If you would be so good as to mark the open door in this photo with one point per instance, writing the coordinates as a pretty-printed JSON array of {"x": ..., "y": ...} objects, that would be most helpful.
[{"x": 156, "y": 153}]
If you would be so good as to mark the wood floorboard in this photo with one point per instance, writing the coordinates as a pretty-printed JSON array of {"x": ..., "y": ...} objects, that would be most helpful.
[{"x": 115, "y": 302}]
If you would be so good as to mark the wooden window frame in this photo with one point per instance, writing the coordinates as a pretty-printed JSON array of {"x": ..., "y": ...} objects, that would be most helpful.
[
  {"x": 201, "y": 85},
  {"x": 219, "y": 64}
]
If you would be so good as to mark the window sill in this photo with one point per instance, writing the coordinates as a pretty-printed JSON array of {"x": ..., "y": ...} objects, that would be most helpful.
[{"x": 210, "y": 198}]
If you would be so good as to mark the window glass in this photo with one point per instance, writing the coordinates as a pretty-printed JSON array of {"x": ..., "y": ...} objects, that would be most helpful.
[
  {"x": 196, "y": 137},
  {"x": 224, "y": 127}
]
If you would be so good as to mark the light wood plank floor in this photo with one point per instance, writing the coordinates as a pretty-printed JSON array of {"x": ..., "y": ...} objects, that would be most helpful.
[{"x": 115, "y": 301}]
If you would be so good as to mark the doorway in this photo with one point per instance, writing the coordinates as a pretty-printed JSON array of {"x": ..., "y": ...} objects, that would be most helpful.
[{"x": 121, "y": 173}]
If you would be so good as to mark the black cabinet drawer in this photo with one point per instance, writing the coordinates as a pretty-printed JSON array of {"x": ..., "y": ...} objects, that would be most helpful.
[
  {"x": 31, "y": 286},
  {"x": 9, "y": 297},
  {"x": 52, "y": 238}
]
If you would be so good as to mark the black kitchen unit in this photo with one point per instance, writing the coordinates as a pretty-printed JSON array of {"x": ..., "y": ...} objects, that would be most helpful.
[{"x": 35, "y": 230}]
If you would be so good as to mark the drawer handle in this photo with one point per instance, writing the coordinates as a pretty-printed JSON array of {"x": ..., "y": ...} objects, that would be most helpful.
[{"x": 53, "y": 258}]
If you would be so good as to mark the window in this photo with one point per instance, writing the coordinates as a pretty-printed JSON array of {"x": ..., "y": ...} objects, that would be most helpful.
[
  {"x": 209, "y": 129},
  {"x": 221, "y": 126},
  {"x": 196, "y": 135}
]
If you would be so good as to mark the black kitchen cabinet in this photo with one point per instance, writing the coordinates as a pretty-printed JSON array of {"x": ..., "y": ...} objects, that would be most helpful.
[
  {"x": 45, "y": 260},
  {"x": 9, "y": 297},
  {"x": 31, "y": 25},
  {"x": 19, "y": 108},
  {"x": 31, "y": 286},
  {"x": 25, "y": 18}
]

══════════════════════════════

The reply should be a precise retyping of all the data.

# Output for this task
If you would be so good as to mark the open door in this photo with one point per instance, writing the coordinates as a pretty-printed JSON array of {"x": ..., "y": ...} objects, that would be most helpful.
[{"x": 156, "y": 153}]
If you would be so good as to mark the wood floorboard in this photo with one point per instance, writing the coordinates as a pretty-printed JSON array of {"x": ..., "y": ...} objects, that would be most helpful.
[{"x": 115, "y": 302}]
If you would be so good as to mark the wooden window frame in this photo with one point per instance, writing the coordinates as a pretty-printed JSON array of {"x": ..., "y": ...} objects, that would be most helpful.
[
  {"x": 201, "y": 85},
  {"x": 219, "y": 64}
]
If you would be so good as to mark the window sill in this photo with one point per instance, writing the coordinates as a pretty-printed JSON array of {"x": ..., "y": ...} objects, that would be most helpful.
[{"x": 210, "y": 198}]
If you would be so good as to mark the window glass in this photo with one point per instance, writing the coordinates as a pretty-printed JSON array of {"x": ..., "y": ...} objects, that would be most helpful.
[
  {"x": 196, "y": 137},
  {"x": 224, "y": 127}
]
If you would be so good as to mark the light wood plank floor in this photo with one point per instance, writing the coordinates as a pretty-printed JSON array of {"x": ..., "y": ...} objects, that would be most helpful.
[{"x": 115, "y": 301}]
If you would be so good as to mark the doorway in this photo with one point per instance, writing the coordinates as a pretty-printed JSON array of {"x": ..., "y": ...} objects, that would be most helpful.
[{"x": 121, "y": 173}]
If you would be so good as to mark the black cabinet drawer in this photo with one point per instance, writing the coordinates as a pretty-printed JSON array of {"x": ..., "y": ...} objects, that would be most helpful.
[
  {"x": 31, "y": 286},
  {"x": 9, "y": 297},
  {"x": 52, "y": 238}
]
If you would be so good as to mark the black kitchen unit in this photo with one point per instance, writing the coordinates as a pretty-printed JSON array of {"x": ..., "y": ...} objects, that would be most helpful.
[{"x": 35, "y": 230}]
If you would be so good as to mark the drawer handle in this photo with one point per instance, writing the coordinates as a pretty-printed JSON array of {"x": ..., "y": ...} objects, that would be most helpful.
[{"x": 53, "y": 258}]
If you would be so good as to mark the window in this photo with one point per instance, writing the coordinates as a pretty-printed JSON array of {"x": ..., "y": ...} objects, that would be most helpful.
[
  {"x": 209, "y": 129},
  {"x": 221, "y": 126},
  {"x": 196, "y": 135}
]
If you would be so good as to mark the black kitchen cabinet in this photo with one point per instance, writing the coordinates as a pretty-printed JSON array of {"x": ..., "y": ...} objects, that would be most helpful.
[
  {"x": 45, "y": 260},
  {"x": 9, "y": 297},
  {"x": 31, "y": 25},
  {"x": 19, "y": 108},
  {"x": 31, "y": 286},
  {"x": 25, "y": 18}
]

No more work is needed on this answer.